▶ JOB:
Copy every line of the records below that contains the word "small". Case counts.

Items listed in a dataset:
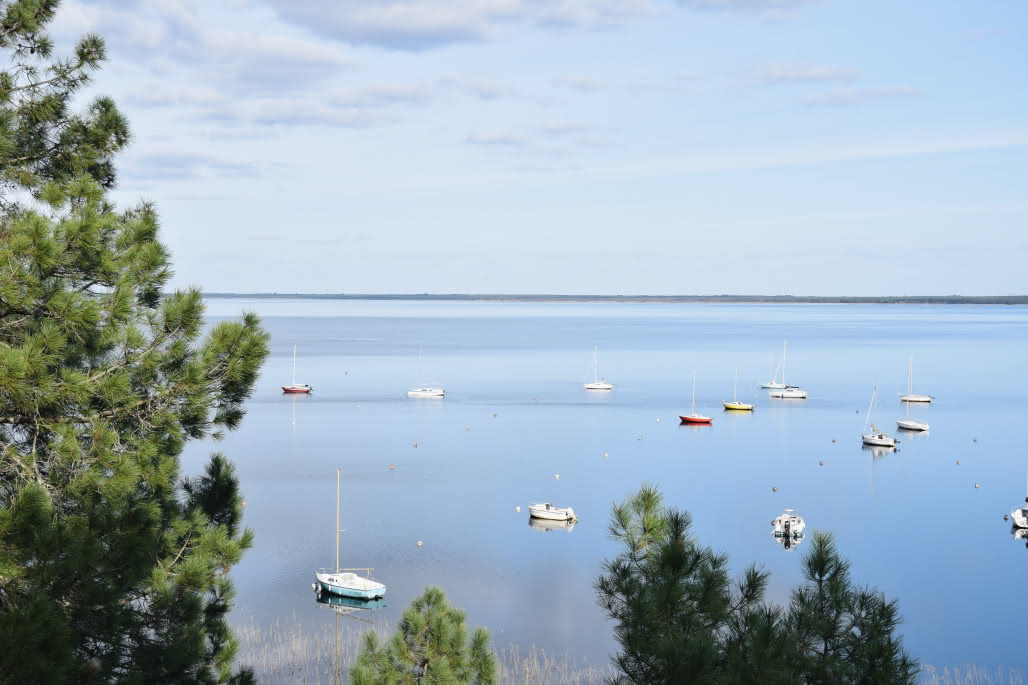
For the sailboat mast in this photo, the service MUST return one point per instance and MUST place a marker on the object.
(337, 520)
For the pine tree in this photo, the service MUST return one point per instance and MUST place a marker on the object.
(112, 566)
(681, 619)
(430, 646)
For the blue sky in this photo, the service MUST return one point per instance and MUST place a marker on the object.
(566, 146)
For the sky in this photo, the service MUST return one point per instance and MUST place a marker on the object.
(804, 147)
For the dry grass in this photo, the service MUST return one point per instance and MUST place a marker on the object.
(288, 651)
(969, 675)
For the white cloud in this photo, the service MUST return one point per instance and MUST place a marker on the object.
(803, 73)
(850, 97)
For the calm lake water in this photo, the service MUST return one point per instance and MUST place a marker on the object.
(911, 521)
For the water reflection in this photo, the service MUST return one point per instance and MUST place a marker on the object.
(546, 525)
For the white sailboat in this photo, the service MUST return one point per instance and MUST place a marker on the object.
(597, 384)
(911, 396)
(343, 581)
(550, 512)
(425, 391)
(876, 437)
(773, 383)
(296, 387)
(695, 417)
(735, 404)
(1020, 516)
(786, 391)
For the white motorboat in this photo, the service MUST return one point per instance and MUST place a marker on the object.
(911, 396)
(773, 383)
(735, 404)
(875, 437)
(427, 391)
(787, 525)
(550, 512)
(295, 388)
(786, 391)
(344, 582)
(597, 384)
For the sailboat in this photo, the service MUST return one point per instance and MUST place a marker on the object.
(597, 384)
(343, 581)
(1020, 516)
(296, 387)
(694, 417)
(735, 404)
(773, 383)
(786, 391)
(425, 391)
(911, 396)
(876, 437)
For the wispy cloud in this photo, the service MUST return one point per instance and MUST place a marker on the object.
(420, 25)
(851, 97)
(805, 73)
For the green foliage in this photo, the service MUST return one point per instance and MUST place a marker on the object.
(681, 619)
(430, 646)
(112, 567)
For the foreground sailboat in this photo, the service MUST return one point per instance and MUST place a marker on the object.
(911, 396)
(735, 404)
(427, 391)
(344, 582)
(695, 417)
(876, 437)
(786, 391)
(597, 384)
(296, 387)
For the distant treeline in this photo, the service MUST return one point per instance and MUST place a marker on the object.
(774, 299)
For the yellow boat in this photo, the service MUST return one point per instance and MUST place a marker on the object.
(735, 404)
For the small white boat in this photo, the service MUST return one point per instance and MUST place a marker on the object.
(597, 384)
(550, 512)
(1020, 516)
(695, 417)
(911, 396)
(786, 391)
(295, 388)
(428, 391)
(787, 525)
(876, 437)
(344, 582)
(773, 383)
(735, 404)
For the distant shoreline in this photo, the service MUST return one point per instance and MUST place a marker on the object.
(770, 299)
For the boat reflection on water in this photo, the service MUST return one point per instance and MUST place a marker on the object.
(345, 605)
(877, 452)
(547, 525)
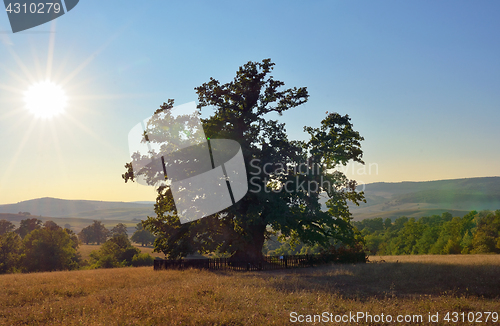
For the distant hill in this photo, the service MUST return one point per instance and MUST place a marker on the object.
(417, 199)
(91, 209)
(387, 200)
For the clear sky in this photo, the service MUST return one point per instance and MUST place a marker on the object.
(420, 80)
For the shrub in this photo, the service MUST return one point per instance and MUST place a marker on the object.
(142, 260)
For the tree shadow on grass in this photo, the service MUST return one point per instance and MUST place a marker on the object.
(406, 279)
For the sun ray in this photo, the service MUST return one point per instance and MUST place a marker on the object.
(14, 158)
(50, 55)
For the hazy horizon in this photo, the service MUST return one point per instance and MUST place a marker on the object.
(419, 80)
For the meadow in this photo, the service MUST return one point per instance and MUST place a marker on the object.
(406, 286)
(85, 250)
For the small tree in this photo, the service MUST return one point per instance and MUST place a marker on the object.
(142, 236)
(28, 225)
(94, 233)
(115, 252)
(10, 245)
(48, 249)
(120, 228)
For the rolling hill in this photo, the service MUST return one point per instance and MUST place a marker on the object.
(387, 200)
(417, 199)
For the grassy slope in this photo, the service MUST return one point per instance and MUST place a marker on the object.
(77, 224)
(85, 250)
(140, 296)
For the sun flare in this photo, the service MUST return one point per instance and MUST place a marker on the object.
(45, 99)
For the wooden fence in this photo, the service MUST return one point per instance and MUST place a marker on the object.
(267, 263)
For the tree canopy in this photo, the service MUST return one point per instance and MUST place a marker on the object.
(286, 178)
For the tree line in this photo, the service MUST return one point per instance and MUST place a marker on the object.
(36, 246)
(474, 233)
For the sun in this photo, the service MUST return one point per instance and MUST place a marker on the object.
(45, 99)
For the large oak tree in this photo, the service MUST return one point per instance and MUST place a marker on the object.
(286, 178)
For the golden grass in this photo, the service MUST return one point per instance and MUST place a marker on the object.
(141, 296)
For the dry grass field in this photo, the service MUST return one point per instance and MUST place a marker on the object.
(406, 286)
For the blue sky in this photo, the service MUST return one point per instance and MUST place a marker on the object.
(420, 80)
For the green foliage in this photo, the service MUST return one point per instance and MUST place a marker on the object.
(241, 110)
(28, 225)
(142, 259)
(6, 226)
(142, 235)
(97, 233)
(10, 249)
(473, 233)
(115, 252)
(120, 228)
(48, 249)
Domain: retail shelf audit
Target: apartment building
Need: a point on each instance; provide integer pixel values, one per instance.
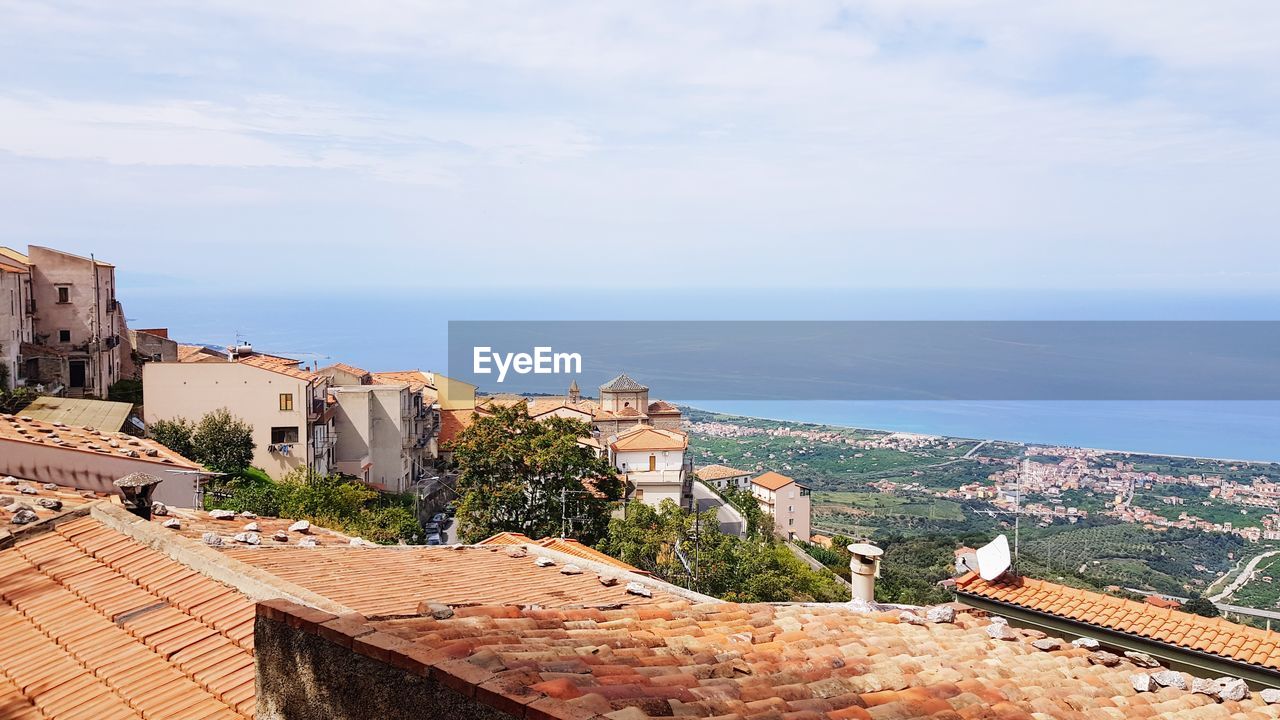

▶ FULL RESPONSE:
For the small white boat in this photo, the service MUST return one point per instance and MUST place a marker on the object.
For the small tree in this photo, the service MUST return one point per instance and MUST place a marker on the object.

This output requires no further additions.